### Recorded information
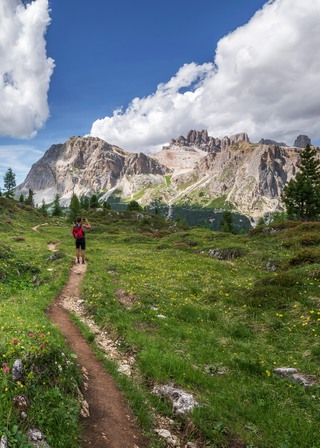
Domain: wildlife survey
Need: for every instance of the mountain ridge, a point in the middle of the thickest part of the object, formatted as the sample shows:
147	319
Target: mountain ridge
193	170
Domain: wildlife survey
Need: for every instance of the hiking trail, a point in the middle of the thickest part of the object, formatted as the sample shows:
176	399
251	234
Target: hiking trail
107	420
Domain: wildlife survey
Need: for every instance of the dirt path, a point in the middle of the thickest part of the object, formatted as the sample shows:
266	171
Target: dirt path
110	423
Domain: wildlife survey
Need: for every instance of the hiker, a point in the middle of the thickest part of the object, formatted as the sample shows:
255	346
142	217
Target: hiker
78	234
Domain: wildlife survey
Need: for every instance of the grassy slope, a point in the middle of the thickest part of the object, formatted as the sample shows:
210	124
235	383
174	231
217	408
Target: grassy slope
29	281
228	323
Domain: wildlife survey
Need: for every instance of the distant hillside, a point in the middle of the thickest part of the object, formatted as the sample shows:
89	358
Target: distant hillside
197	170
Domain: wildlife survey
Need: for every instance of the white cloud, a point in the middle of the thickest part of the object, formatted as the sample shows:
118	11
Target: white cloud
19	158
264	81
25	70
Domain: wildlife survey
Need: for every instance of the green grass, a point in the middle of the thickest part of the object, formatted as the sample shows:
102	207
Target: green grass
29	281
233	317
216	328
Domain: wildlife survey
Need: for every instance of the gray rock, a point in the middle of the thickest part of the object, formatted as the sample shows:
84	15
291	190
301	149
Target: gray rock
17	370
182	401
266	141
295	375
305	380
37	439
285	371
224	254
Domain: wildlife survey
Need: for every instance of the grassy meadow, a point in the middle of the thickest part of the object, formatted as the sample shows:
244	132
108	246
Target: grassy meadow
210	312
######
What you need to do –
Can you restate all the records above word for word while dropping the pictures?

Exercise answer –
Domain: wildlife survey
Need: for every instance of the mountain ridge, a point in the middle of the thickest part of the object, formatted as the sample shows:
147	319
Target: mountain ridge
193	170
Domain: wildlife survey
Need: for every instance of the hiking trail, a point in the middle of the thickest part of the object, formatted as the sample shows:
176	399
251	234
Target: hiking trail
107	420
Domain: wildlife survey
Need: for every instance of the dirt path, a point in the middle of the thickest part of the object, formatted as the sample shows:
266	171
Target: dirt path
110	423
Domain: wildlife survey
Need: for every instance of the hiker, a point in the middle of the thickest part of the object, formatted as the sample shows:
255	346
142	217
Target: hiker
78	234
Domain: wildlife survey
Need: for every instance of the grassy slope, a point in the middle of the thickest part of the object, formatted as the sample shows:
210	124
235	383
174	231
217	408
Target: grassy slope
29	281
228	323
Domain: wildlife survey
Need: for every instance of the distant hillside, a point in the middle of the thickest part of the object, formatted as the sample shows:
89	358
Target: distant hillside
197	170
Domain: wildlife survey
Need: for every instance of the white cloud, a point in the middle of the thickest part of the object, formatted as the sample shows:
118	11
Target: white cloud
19	158
264	81
25	70
Domain: wildlife survey
Need: for every instance of the green grass, a point in the middle of the thickest part of the object, formatted as the sample shows:
102	207
Target: green grass
29	281
233	317
216	328
Domain: wildlife survey
Need: for every instance of the gray rock, a point in the middle of the thickest part of the object, formatted as the sample shows:
84	15
291	190
301	149
Target: gray rock
17	370
182	401
266	141
295	375
305	380
37	439
285	371
224	254
Domain: wildlife survey
Need: for every instance of the grassy meadow, a point in the middle of the thickest part of the object, formatted as the sample shows:
244	132
108	246
Target: grassy meadow
210	312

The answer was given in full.